**What to work on**
Give again exactly the lines that stretch from the one with "of the stone" to the end of the data below, including both of those lines and nothing else.

**Dataset entries**

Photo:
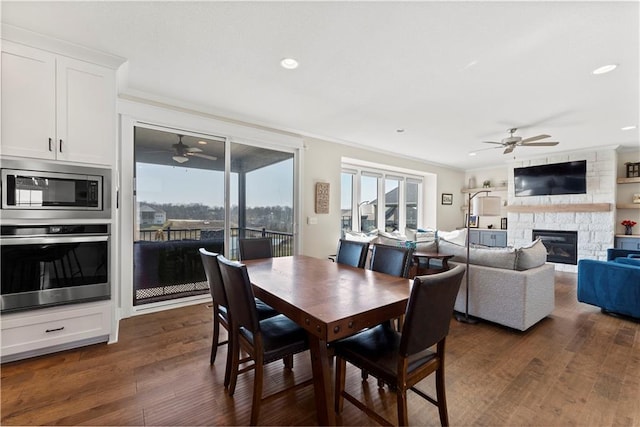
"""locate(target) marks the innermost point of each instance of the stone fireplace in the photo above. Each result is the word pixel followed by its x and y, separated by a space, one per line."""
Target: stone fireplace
pixel 562 246
pixel 590 216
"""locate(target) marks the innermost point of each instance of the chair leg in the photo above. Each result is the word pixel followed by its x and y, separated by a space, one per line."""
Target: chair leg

**Response to this task**
"""locate(target) marks the innermost point of each instance of the stone fireplace in the photo above. Each result is the word pixel followed by its x and y, separated by a space, one per line."""
Target: stone fireplace
pixel 562 246
pixel 590 216
"""locate(target) marks the innermost point of each instance of the chair leg in the photo above. Each result is the word pixel followed by its x and y, separated by a space, one per line."""
Target: chair leg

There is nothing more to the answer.